====== Data to process ======
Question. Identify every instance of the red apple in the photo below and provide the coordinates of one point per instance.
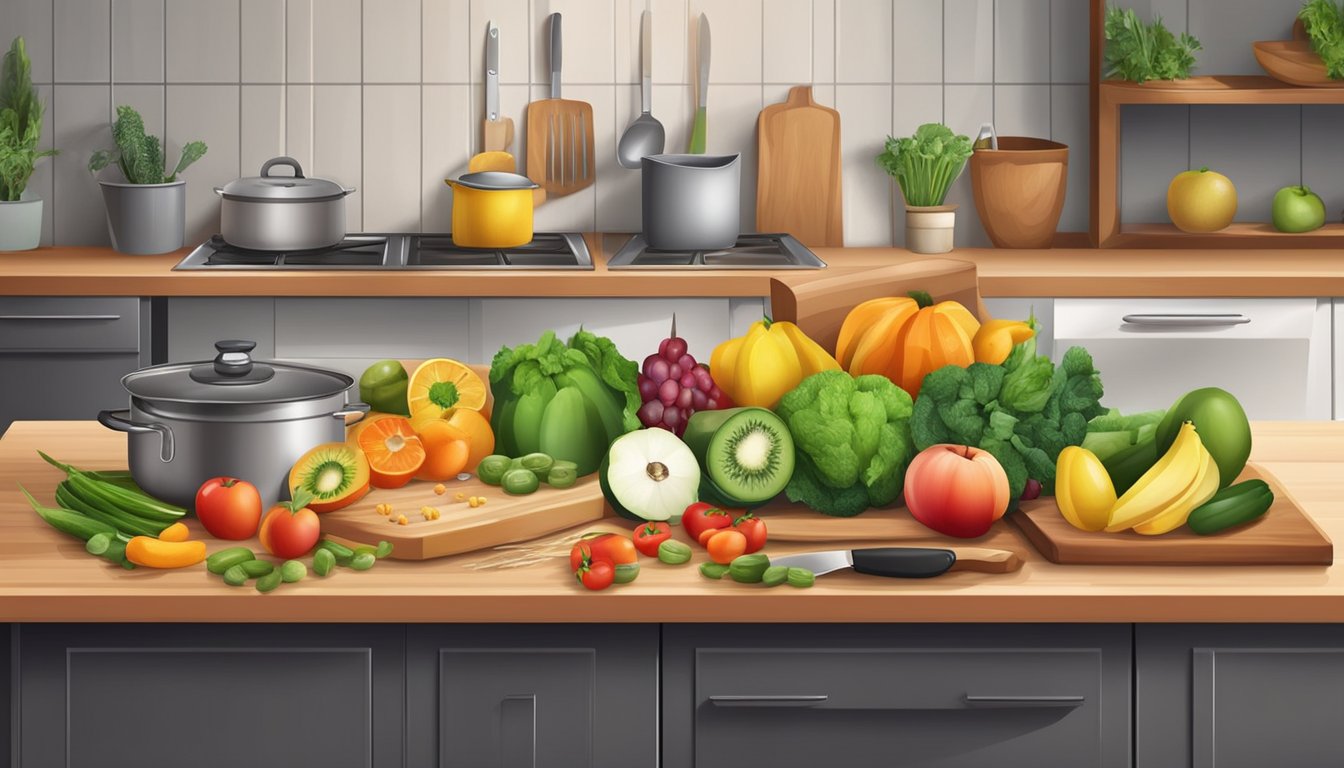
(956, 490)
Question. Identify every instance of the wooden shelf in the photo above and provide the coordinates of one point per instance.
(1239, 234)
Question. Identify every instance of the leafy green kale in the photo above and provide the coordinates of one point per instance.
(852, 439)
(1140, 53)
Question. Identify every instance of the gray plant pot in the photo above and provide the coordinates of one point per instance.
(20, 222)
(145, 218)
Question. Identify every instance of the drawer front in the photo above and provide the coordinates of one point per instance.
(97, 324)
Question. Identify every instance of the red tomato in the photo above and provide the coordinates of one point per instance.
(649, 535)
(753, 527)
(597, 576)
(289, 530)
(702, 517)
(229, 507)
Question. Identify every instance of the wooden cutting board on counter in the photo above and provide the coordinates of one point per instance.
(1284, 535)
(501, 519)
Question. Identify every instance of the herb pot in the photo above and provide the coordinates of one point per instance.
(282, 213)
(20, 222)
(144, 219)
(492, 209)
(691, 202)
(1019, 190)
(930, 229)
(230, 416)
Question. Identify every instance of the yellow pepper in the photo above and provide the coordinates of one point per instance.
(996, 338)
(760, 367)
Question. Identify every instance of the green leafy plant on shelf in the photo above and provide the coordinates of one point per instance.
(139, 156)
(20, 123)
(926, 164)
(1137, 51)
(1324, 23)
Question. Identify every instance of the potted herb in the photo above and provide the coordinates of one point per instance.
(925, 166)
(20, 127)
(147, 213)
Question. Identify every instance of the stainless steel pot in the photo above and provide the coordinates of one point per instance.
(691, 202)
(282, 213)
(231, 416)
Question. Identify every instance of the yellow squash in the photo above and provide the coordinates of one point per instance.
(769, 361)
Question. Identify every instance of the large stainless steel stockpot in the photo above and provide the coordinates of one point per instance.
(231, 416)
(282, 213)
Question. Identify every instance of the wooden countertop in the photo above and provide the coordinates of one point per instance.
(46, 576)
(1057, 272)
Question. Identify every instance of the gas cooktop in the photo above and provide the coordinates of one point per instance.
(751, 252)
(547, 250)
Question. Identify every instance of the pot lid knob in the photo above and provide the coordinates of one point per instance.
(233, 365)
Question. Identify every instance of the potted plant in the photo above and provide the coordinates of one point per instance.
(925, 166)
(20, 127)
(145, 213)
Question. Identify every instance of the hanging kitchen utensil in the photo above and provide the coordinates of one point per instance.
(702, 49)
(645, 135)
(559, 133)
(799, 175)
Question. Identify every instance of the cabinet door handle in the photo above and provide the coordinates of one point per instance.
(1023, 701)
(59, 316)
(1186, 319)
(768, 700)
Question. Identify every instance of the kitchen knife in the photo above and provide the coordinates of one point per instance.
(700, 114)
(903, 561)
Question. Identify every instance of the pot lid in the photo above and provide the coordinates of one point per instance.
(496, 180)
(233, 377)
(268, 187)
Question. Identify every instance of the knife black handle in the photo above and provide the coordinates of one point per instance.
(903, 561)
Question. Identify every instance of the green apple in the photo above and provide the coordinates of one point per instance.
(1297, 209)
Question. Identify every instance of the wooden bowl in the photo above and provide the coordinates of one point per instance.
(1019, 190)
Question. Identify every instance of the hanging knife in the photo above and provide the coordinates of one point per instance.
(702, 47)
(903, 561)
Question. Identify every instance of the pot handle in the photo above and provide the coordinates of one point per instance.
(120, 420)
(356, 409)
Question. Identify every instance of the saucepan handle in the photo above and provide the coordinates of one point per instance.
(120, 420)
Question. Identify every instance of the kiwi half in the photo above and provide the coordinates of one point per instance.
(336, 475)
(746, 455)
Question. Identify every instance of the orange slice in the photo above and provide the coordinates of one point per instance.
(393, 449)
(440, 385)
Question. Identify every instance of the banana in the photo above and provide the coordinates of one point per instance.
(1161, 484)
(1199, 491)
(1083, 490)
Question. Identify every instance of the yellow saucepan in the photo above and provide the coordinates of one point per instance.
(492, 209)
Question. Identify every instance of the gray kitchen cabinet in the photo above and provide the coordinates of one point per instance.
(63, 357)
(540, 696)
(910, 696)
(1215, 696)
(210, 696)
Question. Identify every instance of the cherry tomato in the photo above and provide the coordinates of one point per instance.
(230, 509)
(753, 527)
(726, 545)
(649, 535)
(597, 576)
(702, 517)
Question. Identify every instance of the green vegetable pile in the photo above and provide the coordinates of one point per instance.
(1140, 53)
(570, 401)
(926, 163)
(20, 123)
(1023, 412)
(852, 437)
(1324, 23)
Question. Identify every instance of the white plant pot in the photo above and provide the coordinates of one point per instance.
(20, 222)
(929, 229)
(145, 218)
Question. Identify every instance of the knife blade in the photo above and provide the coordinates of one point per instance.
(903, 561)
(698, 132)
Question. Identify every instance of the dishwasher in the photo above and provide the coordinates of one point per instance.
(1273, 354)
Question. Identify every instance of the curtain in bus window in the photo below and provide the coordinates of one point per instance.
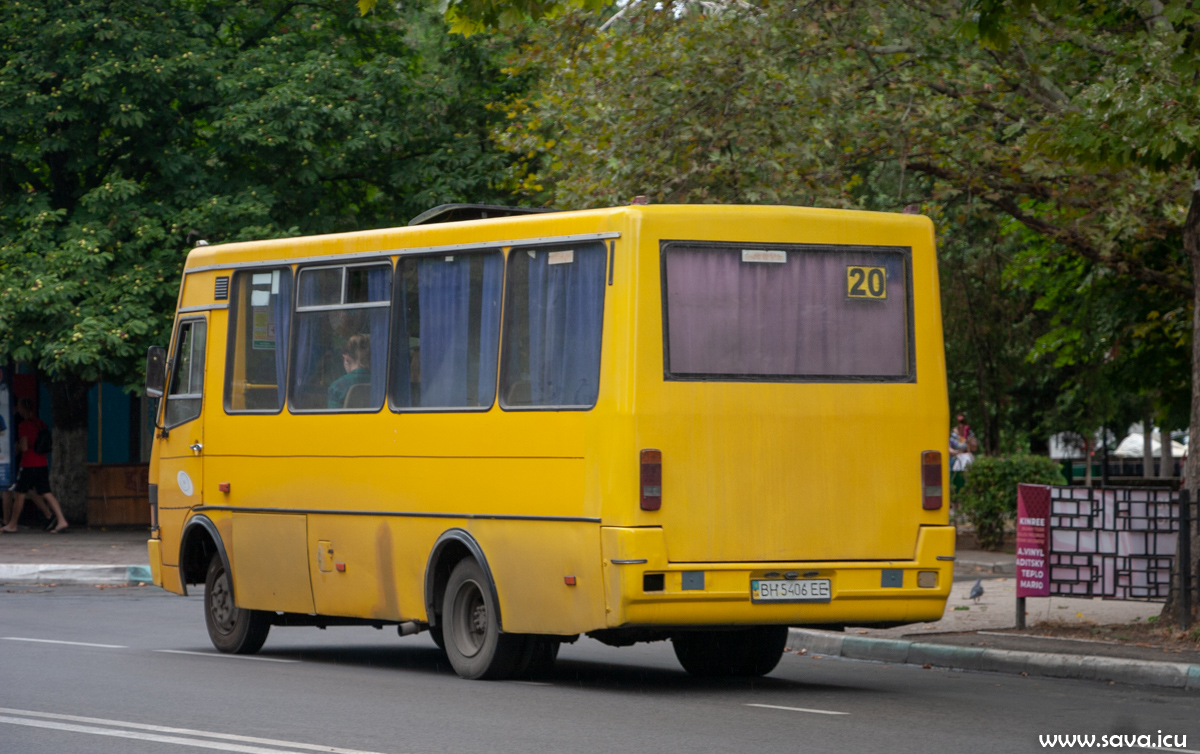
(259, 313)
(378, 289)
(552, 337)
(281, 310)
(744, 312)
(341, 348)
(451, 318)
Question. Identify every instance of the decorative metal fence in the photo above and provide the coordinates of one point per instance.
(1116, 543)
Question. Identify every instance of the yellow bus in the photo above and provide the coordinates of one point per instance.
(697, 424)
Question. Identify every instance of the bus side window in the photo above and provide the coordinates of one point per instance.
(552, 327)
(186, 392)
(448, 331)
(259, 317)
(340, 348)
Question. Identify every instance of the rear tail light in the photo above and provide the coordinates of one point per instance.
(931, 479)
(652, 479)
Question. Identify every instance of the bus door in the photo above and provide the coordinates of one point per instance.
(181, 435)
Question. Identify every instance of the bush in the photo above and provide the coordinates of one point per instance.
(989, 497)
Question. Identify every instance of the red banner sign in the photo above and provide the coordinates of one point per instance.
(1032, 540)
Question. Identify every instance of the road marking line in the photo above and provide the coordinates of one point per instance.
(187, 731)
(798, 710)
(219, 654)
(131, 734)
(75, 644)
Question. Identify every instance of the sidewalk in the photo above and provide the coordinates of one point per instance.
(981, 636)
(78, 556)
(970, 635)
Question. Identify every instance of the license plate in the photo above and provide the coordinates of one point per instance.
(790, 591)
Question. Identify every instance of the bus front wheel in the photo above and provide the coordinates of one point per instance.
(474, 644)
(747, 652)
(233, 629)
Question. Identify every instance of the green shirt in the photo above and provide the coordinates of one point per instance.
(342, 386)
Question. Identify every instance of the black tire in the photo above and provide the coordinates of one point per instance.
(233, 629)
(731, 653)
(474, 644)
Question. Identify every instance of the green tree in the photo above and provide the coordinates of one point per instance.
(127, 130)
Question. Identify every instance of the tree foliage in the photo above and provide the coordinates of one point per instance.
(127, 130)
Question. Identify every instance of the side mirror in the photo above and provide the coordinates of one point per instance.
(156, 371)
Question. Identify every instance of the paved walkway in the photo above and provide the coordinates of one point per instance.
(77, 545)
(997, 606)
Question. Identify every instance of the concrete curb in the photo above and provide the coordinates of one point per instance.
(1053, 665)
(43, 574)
======
====== Data to process ======
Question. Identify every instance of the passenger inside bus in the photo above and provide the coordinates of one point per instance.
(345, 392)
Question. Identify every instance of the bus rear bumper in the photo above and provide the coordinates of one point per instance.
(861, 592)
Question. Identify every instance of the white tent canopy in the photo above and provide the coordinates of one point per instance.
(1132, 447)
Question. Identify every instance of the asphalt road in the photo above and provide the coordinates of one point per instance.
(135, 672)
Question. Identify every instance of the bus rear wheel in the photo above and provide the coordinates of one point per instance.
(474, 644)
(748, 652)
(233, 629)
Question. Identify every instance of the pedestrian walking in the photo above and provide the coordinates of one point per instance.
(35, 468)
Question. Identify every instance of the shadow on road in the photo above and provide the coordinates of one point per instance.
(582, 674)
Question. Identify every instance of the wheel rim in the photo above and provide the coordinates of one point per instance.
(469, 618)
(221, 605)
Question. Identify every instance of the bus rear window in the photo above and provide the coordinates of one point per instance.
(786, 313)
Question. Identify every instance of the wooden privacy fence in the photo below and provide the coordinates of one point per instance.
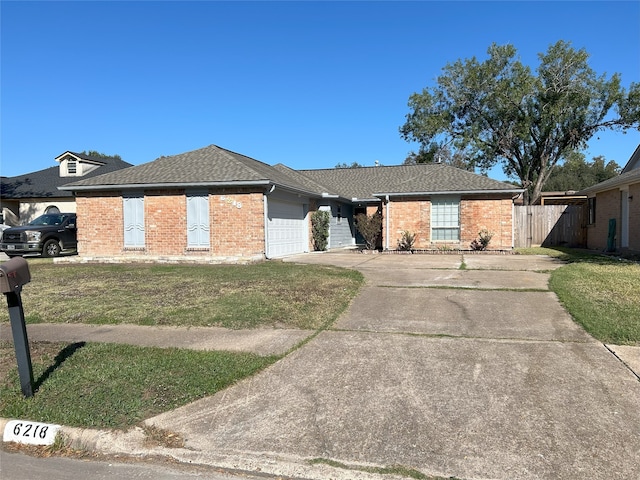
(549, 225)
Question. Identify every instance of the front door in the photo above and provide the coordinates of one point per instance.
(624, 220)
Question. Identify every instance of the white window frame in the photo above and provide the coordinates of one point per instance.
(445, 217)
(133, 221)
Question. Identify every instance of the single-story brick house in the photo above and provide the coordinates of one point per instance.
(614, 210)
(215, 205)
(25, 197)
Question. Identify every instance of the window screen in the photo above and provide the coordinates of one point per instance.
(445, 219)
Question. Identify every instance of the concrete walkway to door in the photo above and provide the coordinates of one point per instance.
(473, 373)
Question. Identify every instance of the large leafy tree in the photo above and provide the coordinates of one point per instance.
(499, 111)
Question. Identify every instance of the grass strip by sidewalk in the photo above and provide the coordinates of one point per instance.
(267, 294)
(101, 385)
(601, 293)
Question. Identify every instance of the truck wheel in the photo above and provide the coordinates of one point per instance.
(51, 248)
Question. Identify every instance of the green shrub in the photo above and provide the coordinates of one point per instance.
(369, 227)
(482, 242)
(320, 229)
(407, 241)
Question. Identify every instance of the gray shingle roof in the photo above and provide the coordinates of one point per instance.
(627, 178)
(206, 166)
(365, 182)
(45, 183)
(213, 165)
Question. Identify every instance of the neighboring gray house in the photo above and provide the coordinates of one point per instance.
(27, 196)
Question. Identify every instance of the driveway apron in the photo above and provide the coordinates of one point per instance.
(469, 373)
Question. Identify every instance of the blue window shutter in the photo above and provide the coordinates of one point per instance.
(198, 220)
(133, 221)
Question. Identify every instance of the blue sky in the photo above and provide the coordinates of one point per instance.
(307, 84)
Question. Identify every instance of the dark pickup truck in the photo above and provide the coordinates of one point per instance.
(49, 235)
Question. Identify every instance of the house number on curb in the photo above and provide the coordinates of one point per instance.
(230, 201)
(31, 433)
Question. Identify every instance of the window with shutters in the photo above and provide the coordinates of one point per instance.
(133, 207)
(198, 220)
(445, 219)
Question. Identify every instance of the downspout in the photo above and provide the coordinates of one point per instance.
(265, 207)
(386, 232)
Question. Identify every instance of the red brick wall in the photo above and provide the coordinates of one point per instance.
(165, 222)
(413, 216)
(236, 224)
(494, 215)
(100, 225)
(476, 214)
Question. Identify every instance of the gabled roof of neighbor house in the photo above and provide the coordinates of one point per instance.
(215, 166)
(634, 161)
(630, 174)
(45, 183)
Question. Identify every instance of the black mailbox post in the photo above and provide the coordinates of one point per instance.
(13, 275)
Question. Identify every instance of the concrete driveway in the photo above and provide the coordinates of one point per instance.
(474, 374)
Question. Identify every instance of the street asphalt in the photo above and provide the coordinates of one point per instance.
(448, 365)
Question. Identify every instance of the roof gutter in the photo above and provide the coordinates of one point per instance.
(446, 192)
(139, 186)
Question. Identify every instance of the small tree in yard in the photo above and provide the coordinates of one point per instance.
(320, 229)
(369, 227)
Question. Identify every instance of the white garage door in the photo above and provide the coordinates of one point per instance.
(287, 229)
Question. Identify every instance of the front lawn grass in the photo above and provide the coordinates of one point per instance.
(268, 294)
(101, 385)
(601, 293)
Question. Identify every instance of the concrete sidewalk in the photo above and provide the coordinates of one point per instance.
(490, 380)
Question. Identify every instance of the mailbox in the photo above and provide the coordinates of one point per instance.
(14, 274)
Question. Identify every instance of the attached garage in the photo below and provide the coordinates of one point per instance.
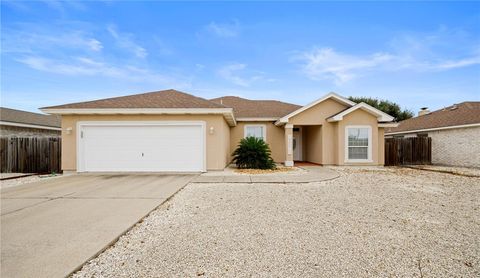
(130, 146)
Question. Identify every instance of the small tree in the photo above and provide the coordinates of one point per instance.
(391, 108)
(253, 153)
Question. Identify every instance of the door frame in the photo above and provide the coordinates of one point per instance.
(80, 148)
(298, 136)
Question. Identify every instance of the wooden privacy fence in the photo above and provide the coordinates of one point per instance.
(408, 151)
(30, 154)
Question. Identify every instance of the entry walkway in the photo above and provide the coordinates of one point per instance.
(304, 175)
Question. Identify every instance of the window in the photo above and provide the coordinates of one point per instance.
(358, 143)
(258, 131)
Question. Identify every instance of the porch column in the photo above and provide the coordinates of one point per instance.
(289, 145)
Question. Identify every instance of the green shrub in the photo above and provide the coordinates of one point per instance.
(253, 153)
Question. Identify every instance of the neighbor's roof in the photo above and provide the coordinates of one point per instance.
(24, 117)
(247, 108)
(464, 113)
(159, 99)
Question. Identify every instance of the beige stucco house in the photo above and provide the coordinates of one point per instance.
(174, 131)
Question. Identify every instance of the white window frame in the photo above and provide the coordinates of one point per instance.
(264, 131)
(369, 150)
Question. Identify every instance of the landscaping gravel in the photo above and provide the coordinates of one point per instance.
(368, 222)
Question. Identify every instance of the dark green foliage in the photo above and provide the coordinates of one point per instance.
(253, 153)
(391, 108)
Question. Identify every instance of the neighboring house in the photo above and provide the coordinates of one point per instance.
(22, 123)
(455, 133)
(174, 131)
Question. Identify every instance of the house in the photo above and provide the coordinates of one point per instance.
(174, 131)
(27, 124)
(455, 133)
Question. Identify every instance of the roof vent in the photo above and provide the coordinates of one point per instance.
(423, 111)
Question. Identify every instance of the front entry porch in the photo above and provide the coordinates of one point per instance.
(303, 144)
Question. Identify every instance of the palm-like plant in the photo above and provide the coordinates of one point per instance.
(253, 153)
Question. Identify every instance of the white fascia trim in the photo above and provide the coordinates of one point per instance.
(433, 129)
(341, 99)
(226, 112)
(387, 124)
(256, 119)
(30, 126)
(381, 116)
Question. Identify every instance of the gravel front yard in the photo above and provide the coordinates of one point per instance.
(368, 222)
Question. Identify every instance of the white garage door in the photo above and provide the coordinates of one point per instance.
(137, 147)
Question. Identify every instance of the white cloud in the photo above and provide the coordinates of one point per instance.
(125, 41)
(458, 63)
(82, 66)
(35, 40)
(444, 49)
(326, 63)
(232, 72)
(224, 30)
======
====== Data to process ======
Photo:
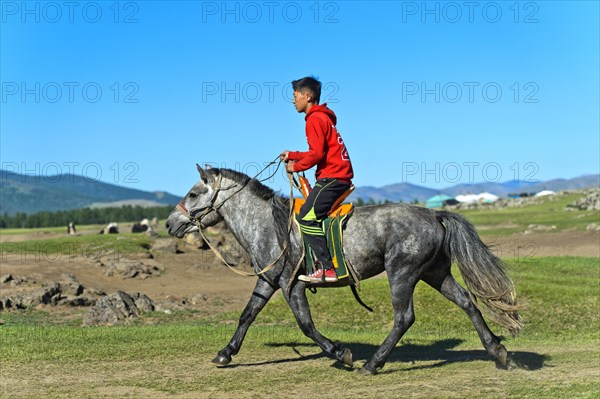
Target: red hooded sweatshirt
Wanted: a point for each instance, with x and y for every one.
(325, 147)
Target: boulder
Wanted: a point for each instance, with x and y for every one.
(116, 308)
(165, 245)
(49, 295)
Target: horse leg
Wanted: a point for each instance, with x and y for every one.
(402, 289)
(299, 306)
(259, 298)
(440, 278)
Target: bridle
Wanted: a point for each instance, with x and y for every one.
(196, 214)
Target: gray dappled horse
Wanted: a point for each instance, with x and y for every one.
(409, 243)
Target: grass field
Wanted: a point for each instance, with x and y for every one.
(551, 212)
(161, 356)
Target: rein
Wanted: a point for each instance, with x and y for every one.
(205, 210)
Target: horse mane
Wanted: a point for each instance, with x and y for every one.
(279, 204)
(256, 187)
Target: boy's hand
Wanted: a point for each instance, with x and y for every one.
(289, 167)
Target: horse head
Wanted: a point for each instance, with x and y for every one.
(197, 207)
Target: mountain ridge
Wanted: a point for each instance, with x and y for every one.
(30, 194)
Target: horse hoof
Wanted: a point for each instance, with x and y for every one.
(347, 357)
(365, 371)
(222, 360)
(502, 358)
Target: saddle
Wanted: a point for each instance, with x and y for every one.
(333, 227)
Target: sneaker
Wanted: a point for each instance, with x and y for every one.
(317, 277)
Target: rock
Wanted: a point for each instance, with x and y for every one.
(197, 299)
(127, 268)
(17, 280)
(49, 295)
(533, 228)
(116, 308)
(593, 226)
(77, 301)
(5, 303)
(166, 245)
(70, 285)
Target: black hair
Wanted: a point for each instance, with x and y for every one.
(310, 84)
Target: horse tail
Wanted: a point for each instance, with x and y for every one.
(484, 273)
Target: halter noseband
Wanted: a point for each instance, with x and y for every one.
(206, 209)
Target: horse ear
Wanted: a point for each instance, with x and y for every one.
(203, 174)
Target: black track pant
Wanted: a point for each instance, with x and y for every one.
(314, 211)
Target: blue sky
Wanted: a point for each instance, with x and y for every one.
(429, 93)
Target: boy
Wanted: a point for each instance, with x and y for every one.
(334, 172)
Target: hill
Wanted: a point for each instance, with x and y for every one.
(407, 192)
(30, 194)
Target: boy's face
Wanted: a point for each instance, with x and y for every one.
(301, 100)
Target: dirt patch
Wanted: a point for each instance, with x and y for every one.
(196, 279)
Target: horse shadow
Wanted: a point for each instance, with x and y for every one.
======
**What needs to be done**
Collect every line of the entries that contains the word "blue".

**Solution**
Question. Identify every instance of the blue window shutter in the photo above and provide the coordinates of one point per instance.
Question. Identify every instance of the blue sky in the photo above and provide the coordinates of one point per instance.
Target: blue sky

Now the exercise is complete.